+++ PASSAGE GIVEN +++
## Homework 4: Neural Networks

**Due date:** December 17th 2019

The goal of the assignment is to train a simple neural network on MNIST data.

*Note:* This notebook requires Python 3.

**Instructions:**

* Read and understand the provided code, which is a basic implementation of a neural network as a modular architecture.
* Download the [MNIST data](http://deeplearning.net/data/mnist/mnist.pkl.gz) (~15Mo). It consists of 28x28 images (loaded as a 784 vector) and the associated labels for training, validation and test sets. For this homework, you will only use the training and validation sets. 
* Write a simple loop to train 50 iterations of the implemented MLP (multi-layer perceptron) with a learning rate 0.001 and batches of size 16. Plot the training and validation losses throughout the training process (you don't have to test your network at every iteration, you can do it for example every 10 iterations).
* Evaluate the accuracy of your trained model on the training and validation data. Check the predictions on random validation images.
* Try changing learning rate and batch size and see if you can improve your results.
* How many parameters does the network have? Implement and experiment with some variations of the architecture, for example:
    * Implement and use the cross-entropy loss instead of L2 loss.
    * Add a parameter to vary the size of the intermediate layer.
    * Use a MLP with 3 layers and parameters for the sizes of the two intermediate layers.
+++
> [WORK TO COMPLETE]:
Write the next part of the MNIST neural network homework above, starting after its final bullet. The data that comes next is from another source.
+++ ENTRIES +++
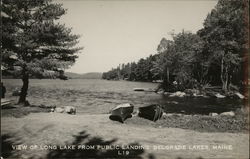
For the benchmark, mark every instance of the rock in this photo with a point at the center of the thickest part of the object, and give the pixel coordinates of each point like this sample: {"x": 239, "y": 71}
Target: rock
{"x": 70, "y": 110}
{"x": 213, "y": 114}
{"x": 239, "y": 95}
{"x": 231, "y": 113}
{"x": 16, "y": 92}
{"x": 59, "y": 110}
{"x": 178, "y": 94}
{"x": 135, "y": 113}
{"x": 160, "y": 92}
{"x": 218, "y": 95}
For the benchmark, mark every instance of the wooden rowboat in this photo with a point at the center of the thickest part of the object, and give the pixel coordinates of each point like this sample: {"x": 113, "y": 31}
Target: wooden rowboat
{"x": 5, "y": 102}
{"x": 122, "y": 112}
{"x": 152, "y": 112}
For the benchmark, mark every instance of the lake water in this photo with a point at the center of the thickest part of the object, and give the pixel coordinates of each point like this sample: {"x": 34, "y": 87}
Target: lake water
{"x": 100, "y": 96}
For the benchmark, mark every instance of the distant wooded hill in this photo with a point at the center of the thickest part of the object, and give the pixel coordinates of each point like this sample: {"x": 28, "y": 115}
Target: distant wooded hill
{"x": 90, "y": 75}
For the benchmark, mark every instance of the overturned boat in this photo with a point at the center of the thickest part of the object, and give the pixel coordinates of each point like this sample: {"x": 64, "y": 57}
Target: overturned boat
{"x": 122, "y": 112}
{"x": 152, "y": 112}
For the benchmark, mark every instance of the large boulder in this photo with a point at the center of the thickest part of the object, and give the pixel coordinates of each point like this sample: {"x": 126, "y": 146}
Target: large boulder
{"x": 70, "y": 110}
{"x": 240, "y": 96}
{"x": 218, "y": 95}
{"x": 231, "y": 113}
{"x": 66, "y": 109}
{"x": 178, "y": 94}
{"x": 213, "y": 114}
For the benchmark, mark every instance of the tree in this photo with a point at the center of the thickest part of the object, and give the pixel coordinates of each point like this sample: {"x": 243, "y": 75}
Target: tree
{"x": 225, "y": 36}
{"x": 33, "y": 41}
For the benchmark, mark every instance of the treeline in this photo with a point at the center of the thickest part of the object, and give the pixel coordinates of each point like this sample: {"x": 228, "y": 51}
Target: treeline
{"x": 216, "y": 55}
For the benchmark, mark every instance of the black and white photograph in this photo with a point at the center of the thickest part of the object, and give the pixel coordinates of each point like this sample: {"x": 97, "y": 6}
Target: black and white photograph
{"x": 135, "y": 79}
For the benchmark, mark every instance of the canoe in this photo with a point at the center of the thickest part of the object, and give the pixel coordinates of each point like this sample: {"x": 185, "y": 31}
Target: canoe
{"x": 5, "y": 102}
{"x": 144, "y": 89}
{"x": 139, "y": 89}
{"x": 122, "y": 112}
{"x": 152, "y": 112}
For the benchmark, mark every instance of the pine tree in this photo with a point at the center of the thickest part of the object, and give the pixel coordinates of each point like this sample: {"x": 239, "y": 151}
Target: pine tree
{"x": 33, "y": 41}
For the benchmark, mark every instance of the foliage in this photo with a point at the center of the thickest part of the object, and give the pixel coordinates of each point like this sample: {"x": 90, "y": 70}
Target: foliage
{"x": 33, "y": 41}
{"x": 215, "y": 55}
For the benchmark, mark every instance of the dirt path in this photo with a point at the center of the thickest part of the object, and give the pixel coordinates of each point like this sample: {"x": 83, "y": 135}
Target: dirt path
{"x": 56, "y": 129}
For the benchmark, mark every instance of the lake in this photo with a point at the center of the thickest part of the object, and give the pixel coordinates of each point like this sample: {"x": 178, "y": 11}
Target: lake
{"x": 94, "y": 96}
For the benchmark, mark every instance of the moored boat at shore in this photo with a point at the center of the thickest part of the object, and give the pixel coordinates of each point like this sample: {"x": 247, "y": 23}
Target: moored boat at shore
{"x": 122, "y": 112}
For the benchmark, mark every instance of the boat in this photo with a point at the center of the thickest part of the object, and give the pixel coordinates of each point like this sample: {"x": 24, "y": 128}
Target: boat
{"x": 122, "y": 112}
{"x": 139, "y": 89}
{"x": 5, "y": 102}
{"x": 152, "y": 112}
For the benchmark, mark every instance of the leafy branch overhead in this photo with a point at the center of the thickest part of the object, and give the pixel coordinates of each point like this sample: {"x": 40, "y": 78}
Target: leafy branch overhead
{"x": 34, "y": 43}
{"x": 31, "y": 34}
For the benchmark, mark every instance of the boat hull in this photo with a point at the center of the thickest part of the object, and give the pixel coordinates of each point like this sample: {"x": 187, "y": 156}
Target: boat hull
{"x": 122, "y": 112}
{"x": 151, "y": 112}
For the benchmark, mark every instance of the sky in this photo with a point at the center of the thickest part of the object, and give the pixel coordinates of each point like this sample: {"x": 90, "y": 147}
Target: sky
{"x": 115, "y": 32}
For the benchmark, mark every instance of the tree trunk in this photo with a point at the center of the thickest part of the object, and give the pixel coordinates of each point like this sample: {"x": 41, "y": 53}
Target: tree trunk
{"x": 168, "y": 75}
{"x": 24, "y": 90}
{"x": 224, "y": 76}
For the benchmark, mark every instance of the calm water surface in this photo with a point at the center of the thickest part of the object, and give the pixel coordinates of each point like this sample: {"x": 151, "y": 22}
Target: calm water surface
{"x": 99, "y": 96}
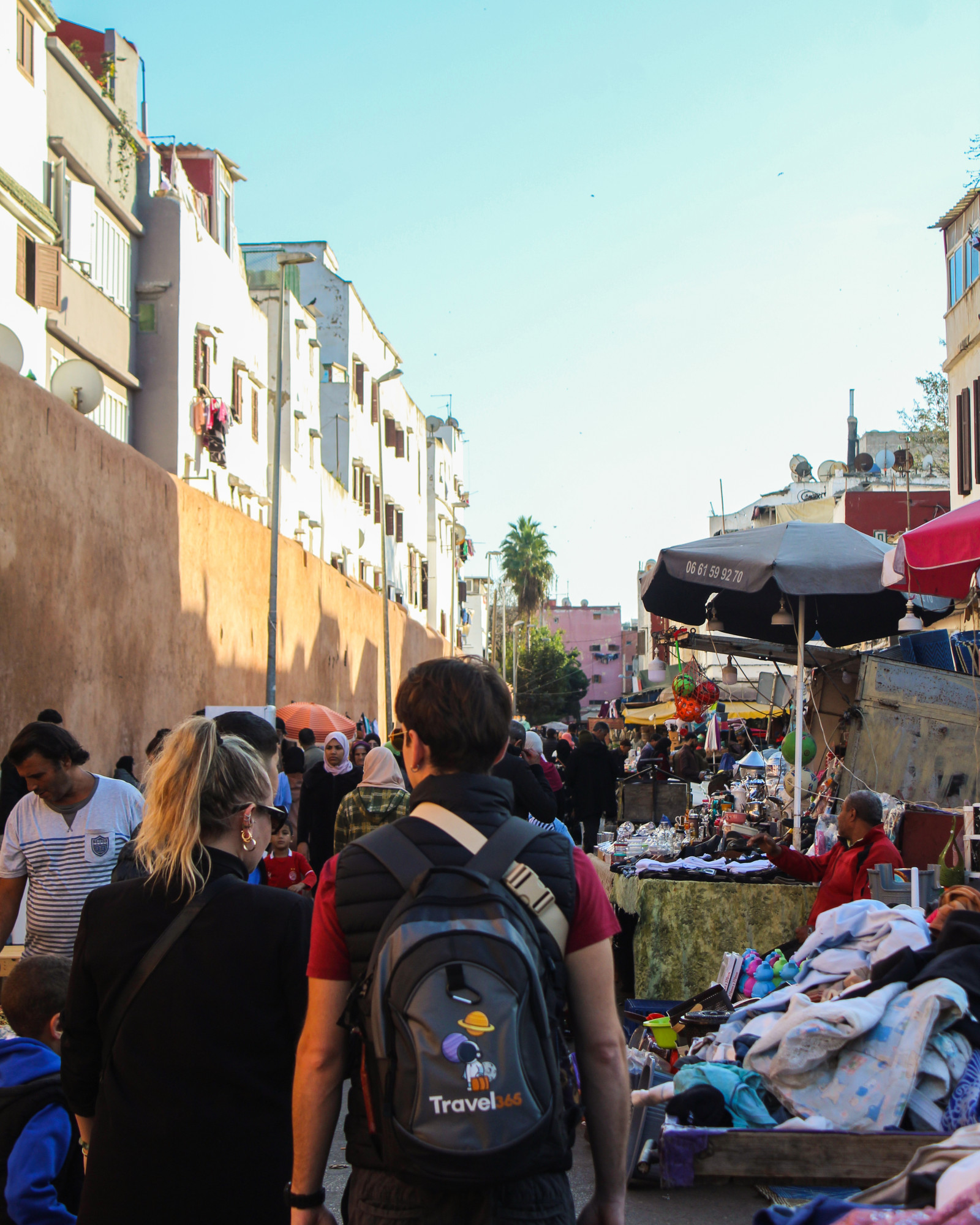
+++
> [WRITTEN RESPONSE]:
*MLP implementation*

In [None]:
import numpy as np 
import math
import matplotlib.pyplot as plt 
%matplotlib inline 
plt.rcParams['image.cmap'] = 'gray' 
import gzip
import pickle

class Module(object):
    def __init__(self):
        self.gradInput=None 
        self.output=None
        
    def forward(self, *input):
        """Defines the computation performed at every call.
        Should be overriden by all subclasses.
        """
        raise NotImplementedError
        
    def backward(self, *input):
        """Defines the computation performed at every call.
        Should be overriden by all subclasses.
        """
        raise NotImplementedError
        
class LeastSquareCriterion(Module):
    """
    This implementation of the least square loss assumes that the data comes as a 2 dimensional array
    of size (batch_size,num_classes) and the labels as a vector of size (num_classes) 
    """
    def __init__(self, num_classes=10):
        super(LeastSquareCriterion, self).__init__()
        self.num_classes=num_classes
    
    def forward(self, x,labels):
        target=np.zeros([x.shape[0],self.num_classes])
        for i in range(x.shape[0]):
            target[i,labels[i]]=1
        self.output = np.sum((target-x)**2,axis=0)
        return np.sum(self.output)
    
    def backward(self, x, labels):
        self.gradInput=x
        for i in range(x.shape[0]):
            self.gradInput[i,labels[i]]=x[i,labels[i]]-1
        return self.gradInput
    

class Linear(Module):
    """
    The input is supposed to have two dimensions (batchSize,in_feature)
    """
    def __init__(self, in_features, out_features, bias=True):
        super(Linear, self).__init__()
        self.in_features = in_features
        self.out_features = out_features
        self.weight = math.sqrt(1. / (out_features* in_features))*np.random.randn(out_features, in_features)
        self.bias = np.zeros(out_features)
        self.gradWeight=None
        self.gradBias=None
        
    def forward(self, x):
        self.output= np.dot(x,self.weight.transpose())+np.repeat(self.bias.reshape([1,-1]),x.shape[0], axis=0)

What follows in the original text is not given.